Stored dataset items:
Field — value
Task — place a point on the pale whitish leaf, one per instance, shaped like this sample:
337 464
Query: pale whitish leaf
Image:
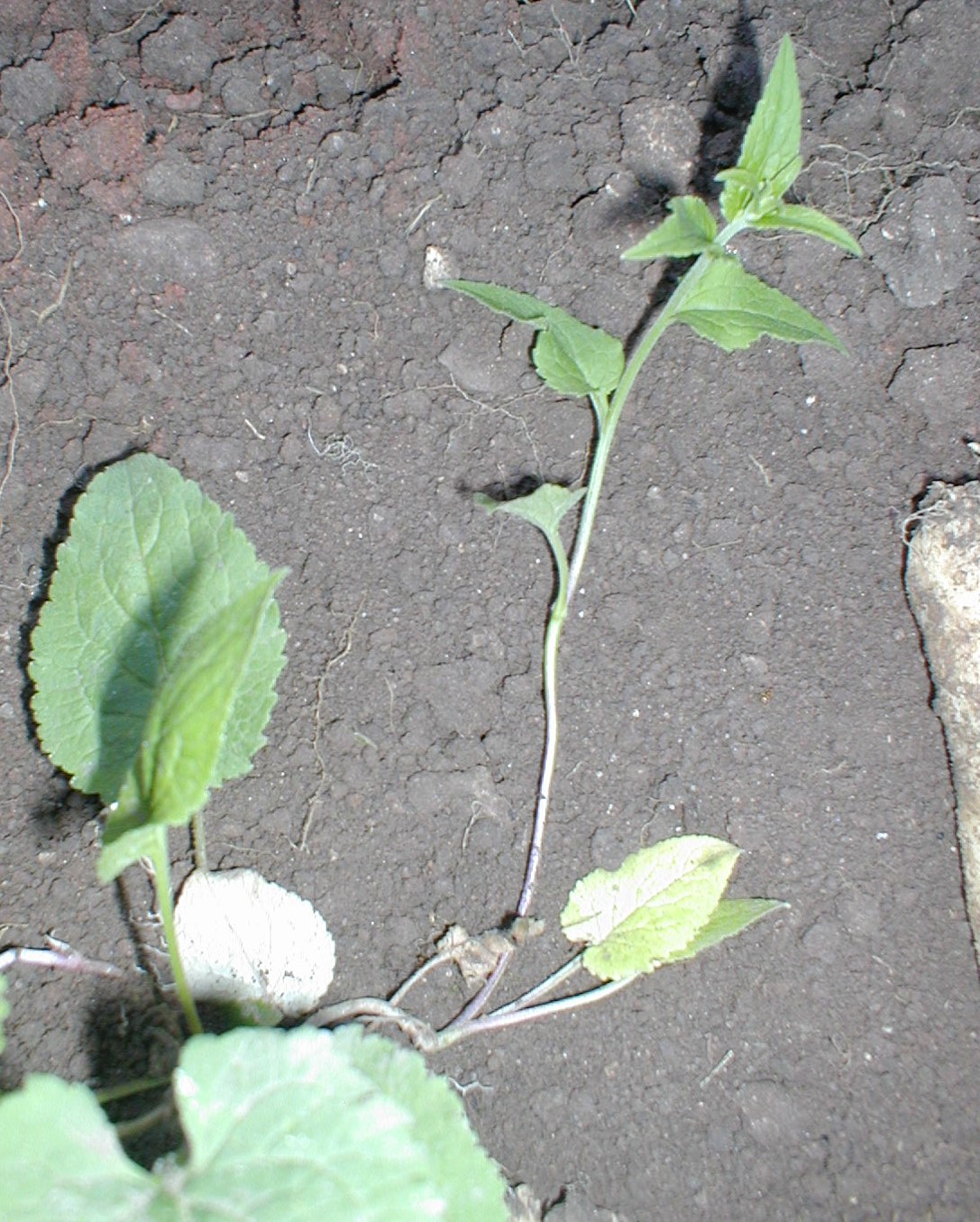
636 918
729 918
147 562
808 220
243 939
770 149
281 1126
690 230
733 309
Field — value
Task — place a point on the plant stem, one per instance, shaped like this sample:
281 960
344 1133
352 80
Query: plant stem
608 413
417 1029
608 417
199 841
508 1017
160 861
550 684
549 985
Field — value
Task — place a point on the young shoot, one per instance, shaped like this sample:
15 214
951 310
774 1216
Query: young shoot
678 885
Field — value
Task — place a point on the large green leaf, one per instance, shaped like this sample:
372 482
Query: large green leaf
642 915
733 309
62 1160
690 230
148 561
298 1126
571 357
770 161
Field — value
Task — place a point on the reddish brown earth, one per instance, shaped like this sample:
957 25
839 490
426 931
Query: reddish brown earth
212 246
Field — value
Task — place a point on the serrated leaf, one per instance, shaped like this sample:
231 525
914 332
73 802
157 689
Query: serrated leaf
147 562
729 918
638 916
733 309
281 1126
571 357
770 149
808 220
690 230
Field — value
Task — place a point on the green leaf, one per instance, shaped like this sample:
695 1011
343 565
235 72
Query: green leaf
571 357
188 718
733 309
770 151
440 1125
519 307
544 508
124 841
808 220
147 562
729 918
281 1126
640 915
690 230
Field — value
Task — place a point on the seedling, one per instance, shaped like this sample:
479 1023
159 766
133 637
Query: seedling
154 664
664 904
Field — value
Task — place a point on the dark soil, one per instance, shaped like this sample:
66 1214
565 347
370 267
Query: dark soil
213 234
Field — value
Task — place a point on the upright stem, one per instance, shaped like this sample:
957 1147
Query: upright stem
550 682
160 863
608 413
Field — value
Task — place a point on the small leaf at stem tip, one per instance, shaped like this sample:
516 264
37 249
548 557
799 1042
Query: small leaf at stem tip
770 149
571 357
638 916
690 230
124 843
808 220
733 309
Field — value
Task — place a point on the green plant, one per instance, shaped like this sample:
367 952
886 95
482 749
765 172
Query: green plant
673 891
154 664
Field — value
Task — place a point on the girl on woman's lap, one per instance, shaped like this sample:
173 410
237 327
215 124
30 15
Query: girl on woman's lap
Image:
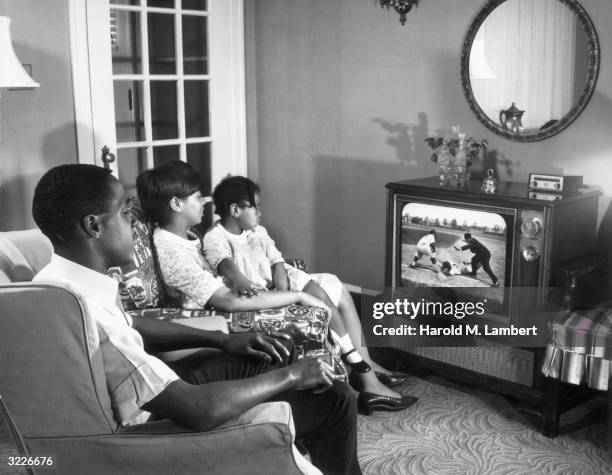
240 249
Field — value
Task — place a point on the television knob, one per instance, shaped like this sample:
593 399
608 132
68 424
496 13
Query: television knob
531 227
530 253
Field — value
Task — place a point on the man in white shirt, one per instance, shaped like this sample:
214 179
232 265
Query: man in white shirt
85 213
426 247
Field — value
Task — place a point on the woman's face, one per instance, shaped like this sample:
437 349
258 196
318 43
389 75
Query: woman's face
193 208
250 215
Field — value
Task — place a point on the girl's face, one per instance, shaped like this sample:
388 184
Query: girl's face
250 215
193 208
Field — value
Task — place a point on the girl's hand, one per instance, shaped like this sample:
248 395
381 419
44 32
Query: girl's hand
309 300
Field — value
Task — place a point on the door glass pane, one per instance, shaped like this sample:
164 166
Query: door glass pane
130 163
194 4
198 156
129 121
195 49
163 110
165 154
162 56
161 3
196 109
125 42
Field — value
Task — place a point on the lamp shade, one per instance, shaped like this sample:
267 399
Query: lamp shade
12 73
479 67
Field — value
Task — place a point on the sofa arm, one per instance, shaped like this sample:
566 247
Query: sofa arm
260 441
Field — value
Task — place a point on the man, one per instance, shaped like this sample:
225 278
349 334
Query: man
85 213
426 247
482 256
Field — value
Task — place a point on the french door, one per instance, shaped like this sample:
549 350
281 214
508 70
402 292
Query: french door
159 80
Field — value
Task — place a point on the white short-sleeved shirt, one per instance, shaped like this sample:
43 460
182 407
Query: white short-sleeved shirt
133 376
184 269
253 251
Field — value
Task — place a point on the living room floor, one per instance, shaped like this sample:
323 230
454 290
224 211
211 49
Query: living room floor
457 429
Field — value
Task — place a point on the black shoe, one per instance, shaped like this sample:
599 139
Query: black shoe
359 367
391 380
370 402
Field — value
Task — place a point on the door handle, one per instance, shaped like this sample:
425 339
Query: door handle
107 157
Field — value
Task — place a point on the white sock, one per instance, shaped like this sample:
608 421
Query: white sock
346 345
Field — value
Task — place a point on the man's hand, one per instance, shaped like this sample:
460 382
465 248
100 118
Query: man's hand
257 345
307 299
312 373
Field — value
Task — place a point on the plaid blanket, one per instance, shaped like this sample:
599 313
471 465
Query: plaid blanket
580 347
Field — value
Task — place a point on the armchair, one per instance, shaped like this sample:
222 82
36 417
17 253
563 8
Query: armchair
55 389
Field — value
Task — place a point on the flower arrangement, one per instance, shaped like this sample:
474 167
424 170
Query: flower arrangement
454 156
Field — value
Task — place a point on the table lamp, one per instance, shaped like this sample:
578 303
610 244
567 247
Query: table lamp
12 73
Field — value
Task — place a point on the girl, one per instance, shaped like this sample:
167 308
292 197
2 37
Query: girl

◆ Aim of the task ◆
Copy out every line of the records that the string "whitish" appears in.

◆ Problem solution ◆
Task — place a point on the pale whitish leaf, one per instance, shaped like this sample:
Query: pale whitish leaf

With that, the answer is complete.